### THE REQUEST
Write the line that includes "Where can the black trousers" and all subsequent lines, exactly as written, and nothing more.

——————————

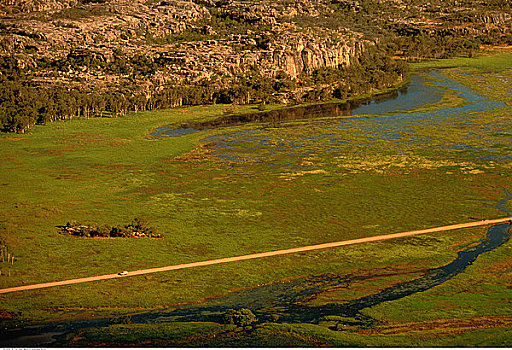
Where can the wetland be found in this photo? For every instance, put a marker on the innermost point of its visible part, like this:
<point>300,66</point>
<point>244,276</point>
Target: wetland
<point>436,152</point>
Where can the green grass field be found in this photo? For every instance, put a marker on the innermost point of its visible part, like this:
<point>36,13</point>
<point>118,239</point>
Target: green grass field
<point>256,189</point>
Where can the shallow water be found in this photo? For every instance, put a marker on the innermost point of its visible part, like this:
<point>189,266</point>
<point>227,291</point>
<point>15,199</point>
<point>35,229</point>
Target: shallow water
<point>290,299</point>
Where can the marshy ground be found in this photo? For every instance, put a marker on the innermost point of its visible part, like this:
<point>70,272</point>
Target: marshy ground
<point>264,186</point>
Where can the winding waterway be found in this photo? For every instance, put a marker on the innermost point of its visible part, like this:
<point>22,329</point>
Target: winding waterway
<point>287,301</point>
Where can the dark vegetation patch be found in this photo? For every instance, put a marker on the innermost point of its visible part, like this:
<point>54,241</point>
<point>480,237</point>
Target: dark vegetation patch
<point>139,227</point>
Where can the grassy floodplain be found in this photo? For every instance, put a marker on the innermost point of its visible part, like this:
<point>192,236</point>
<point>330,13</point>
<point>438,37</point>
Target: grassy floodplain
<point>255,188</point>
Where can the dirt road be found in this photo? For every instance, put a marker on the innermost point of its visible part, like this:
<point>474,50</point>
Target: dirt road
<point>257,255</point>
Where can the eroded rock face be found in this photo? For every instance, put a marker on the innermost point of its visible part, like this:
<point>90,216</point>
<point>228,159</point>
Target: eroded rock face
<point>96,45</point>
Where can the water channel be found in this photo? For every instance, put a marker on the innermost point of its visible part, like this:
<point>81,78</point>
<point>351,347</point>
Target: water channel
<point>288,300</point>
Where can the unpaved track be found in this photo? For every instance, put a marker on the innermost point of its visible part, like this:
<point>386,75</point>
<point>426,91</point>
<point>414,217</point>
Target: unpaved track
<point>258,255</point>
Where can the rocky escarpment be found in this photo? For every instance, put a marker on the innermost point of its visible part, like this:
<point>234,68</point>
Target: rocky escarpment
<point>162,53</point>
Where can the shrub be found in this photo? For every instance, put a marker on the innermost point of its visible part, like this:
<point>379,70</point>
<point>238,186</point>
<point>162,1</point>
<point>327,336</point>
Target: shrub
<point>240,318</point>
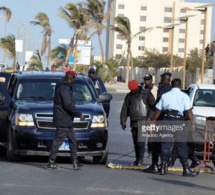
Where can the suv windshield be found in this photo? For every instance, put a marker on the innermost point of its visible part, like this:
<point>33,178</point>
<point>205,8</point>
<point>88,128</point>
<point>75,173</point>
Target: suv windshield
<point>44,89</point>
<point>204,98</point>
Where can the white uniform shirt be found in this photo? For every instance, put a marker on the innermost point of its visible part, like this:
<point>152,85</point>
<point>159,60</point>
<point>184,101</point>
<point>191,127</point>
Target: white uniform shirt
<point>174,100</point>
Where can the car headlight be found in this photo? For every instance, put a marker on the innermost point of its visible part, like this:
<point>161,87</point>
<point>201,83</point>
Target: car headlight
<point>200,120</point>
<point>24,120</point>
<point>99,121</point>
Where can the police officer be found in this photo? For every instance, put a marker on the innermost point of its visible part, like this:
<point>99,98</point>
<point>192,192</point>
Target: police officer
<point>148,84</point>
<point>174,103</point>
<point>64,113</point>
<point>136,105</point>
<point>164,86</point>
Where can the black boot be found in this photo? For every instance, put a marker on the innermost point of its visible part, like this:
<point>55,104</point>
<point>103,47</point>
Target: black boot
<point>163,169</point>
<point>187,172</point>
<point>153,168</point>
<point>76,164</point>
<point>172,162</point>
<point>52,165</point>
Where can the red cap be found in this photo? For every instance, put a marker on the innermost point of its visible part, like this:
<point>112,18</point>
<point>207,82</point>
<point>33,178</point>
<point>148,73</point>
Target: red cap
<point>132,85</point>
<point>72,73</point>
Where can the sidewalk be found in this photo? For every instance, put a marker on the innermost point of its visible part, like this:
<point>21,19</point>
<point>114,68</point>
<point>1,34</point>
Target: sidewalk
<point>119,87</point>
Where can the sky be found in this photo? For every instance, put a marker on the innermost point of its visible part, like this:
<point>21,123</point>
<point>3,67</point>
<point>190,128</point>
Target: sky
<point>24,11</point>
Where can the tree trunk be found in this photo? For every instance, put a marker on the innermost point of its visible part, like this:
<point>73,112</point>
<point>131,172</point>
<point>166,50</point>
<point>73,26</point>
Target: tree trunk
<point>102,50</point>
<point>49,51</point>
<point>75,52</point>
<point>132,66</point>
<point>128,61</point>
<point>70,50</point>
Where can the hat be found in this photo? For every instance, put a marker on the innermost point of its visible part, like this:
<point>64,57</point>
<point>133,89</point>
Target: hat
<point>132,85</point>
<point>91,70</point>
<point>166,74</point>
<point>72,73</point>
<point>147,77</point>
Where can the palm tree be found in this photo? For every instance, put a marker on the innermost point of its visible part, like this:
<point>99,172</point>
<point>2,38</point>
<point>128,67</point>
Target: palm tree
<point>7,12</point>
<point>123,27</point>
<point>96,11</point>
<point>59,53</point>
<point>43,21</point>
<point>76,17</point>
<point>36,62</point>
<point>8,45</point>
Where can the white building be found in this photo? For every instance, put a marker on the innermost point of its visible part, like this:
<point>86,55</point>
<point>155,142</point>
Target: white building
<point>152,13</point>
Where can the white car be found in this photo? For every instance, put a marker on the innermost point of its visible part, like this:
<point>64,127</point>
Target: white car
<point>202,98</point>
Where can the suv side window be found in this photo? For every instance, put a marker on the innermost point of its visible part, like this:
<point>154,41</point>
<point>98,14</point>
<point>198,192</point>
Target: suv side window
<point>12,85</point>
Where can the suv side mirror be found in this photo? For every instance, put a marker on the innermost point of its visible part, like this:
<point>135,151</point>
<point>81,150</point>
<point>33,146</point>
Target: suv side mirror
<point>99,91</point>
<point>2,98</point>
<point>104,97</point>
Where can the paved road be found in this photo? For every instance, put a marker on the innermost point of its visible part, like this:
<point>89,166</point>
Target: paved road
<point>31,177</point>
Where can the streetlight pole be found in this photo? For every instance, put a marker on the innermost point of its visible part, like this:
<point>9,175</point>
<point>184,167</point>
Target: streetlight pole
<point>202,8</point>
<point>18,24</point>
<point>185,19</point>
<point>5,34</point>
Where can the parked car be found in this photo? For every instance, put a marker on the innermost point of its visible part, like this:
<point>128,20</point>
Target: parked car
<point>202,98</point>
<point>26,120</point>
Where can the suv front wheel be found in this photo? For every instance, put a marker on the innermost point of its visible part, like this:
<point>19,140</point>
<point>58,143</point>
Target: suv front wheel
<point>11,156</point>
<point>100,159</point>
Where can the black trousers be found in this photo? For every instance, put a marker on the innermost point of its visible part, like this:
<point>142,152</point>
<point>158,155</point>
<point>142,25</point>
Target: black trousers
<point>139,147</point>
<point>61,134</point>
<point>180,143</point>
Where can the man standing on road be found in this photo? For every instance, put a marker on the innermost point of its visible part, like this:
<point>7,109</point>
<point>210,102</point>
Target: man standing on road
<point>136,105</point>
<point>174,103</point>
<point>64,113</point>
<point>149,85</point>
<point>164,87</point>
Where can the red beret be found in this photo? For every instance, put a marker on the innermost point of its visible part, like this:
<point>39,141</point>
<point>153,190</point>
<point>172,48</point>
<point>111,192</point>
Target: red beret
<point>72,73</point>
<point>132,85</point>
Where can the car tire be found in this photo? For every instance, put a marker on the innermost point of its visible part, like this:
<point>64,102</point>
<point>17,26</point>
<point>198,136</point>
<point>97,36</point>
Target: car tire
<point>101,159</point>
<point>11,156</point>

——————————

### WRITTEN SOLUTION
Where can the black trousers be found in this photo? For every instance, put a marker on the innermost point of its visible part, like this:
<point>142,152</point>
<point>158,155</point>
<point>142,25</point>
Target: black trousers
<point>139,147</point>
<point>61,134</point>
<point>180,143</point>
Where can the man standing on road be found in this photo? For every instance, put a marker on the innermost point of its visible part, like this:
<point>7,109</point>
<point>210,102</point>
Target: man standing on road
<point>136,105</point>
<point>174,103</point>
<point>64,113</point>
<point>149,85</point>
<point>164,87</point>
Where can the red beret be found in this photo? For every instance, put a marker on the innermost point of its visible part, like this:
<point>39,141</point>
<point>153,190</point>
<point>172,48</point>
<point>111,192</point>
Target: red beret
<point>72,73</point>
<point>132,85</point>
Where can the car tire be found in this photo? For every instance, put a marker on the innermost point of its visible part, like this:
<point>64,102</point>
<point>17,26</point>
<point>198,136</point>
<point>97,36</point>
Target: car tire
<point>101,159</point>
<point>11,156</point>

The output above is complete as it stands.